But far from everyone in Moscow is critical. Igor Bunin, director of Moscow's Center for Political Technologies, says any success whatsoever was improbable, that the theater -- extensively wired with explosives -- did not collapse, and that the Russian population on the whole feels the same.
"From Russians' point of view, [Putin] is an undoubted victor. He's a person who magically saved the hostages and saved Russia from humiliation, and his ratings will grow steeply," Bunin says.
Yurii Korgunyuk, director of Moscow's Indem political research group, agrees, comparing the raid to the handling of other hostage crises in Russia, including one in 1995 in which around 150 hostages out of about 1,500 were killed in an unsuccessful rescue attempt.
Korgunyuk reserves his criticism for Russian law enforcement. He questions how a group of 50 heavily armed rebels could lay siege to a Moscow theater.
"The fact that the act itself was possible -- a terrorist act in the center of Moscow -- speaks to the fact that, in this case, [law enforcers] have undertaken nothing, done nothing."
Korgunyuk says Putin now has to focus on preventing similar acts instead of continuing to issue praise over the storming of the theater.
"The failure of the Russian forces on the territory of Chechnya creates the very conditions in which new terrorists and rebels emerge regularly," Korgunyuk says.

(Excerpts from a dataset)
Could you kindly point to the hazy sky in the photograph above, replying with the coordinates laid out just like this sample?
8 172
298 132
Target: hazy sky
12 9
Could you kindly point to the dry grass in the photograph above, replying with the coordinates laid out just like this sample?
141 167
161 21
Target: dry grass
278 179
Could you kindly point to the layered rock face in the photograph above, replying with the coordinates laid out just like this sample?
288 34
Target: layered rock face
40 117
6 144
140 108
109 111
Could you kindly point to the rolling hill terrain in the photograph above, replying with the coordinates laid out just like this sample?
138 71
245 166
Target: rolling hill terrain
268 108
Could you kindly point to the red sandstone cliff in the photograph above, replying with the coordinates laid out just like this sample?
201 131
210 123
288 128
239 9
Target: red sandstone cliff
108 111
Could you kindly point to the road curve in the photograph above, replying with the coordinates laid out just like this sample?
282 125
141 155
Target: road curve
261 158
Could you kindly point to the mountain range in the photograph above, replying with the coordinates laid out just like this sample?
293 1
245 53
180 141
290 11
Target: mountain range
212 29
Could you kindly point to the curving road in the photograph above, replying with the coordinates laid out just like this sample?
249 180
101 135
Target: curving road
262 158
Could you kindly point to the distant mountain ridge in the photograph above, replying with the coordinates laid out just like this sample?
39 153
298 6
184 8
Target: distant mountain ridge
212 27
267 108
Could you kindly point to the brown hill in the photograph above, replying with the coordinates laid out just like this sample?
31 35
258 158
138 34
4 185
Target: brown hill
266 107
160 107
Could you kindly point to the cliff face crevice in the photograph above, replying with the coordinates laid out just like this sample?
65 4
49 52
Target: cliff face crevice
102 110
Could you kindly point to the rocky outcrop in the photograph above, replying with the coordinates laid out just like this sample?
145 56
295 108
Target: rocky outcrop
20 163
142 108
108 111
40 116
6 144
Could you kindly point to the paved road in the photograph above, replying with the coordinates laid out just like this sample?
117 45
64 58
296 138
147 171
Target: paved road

TASKS AND EXERCISES.
A) Name every person mentioned by name in the passage on reactions to the Moscow theater raid.
B) Resume the passage on reactions to the Moscow theater raid, starting after its last sentence.

ACTIVITY ANSWERS.
A) Igor Bunin, Putin, Yurii Korgunyuk

B)
For now, though, a clear line seems to have been drawn between how the handling of the crisis is being seen in Russian and abroad.
Glen Howard is executive director of the Washington-based American Committee for Peace in Chechnya. Howard tells RFE/RL that the failure to try to resolve the crisis peacefully is a "terrible tragedy."
"It's going to prolong the war in Chechnya. It's going to prolong the suffering of the Chechen people, and it's probably not going to be the last kamikaze raid," Howard says.
Critics say that in order to really be effective, Putin has to tackle the root of the problem: the ongoing war in Chechnya. So far, however, it seems the hostage crisis has only strengthened calls for further tough measures in Chechnya to fight what Putin calls "international terrorism."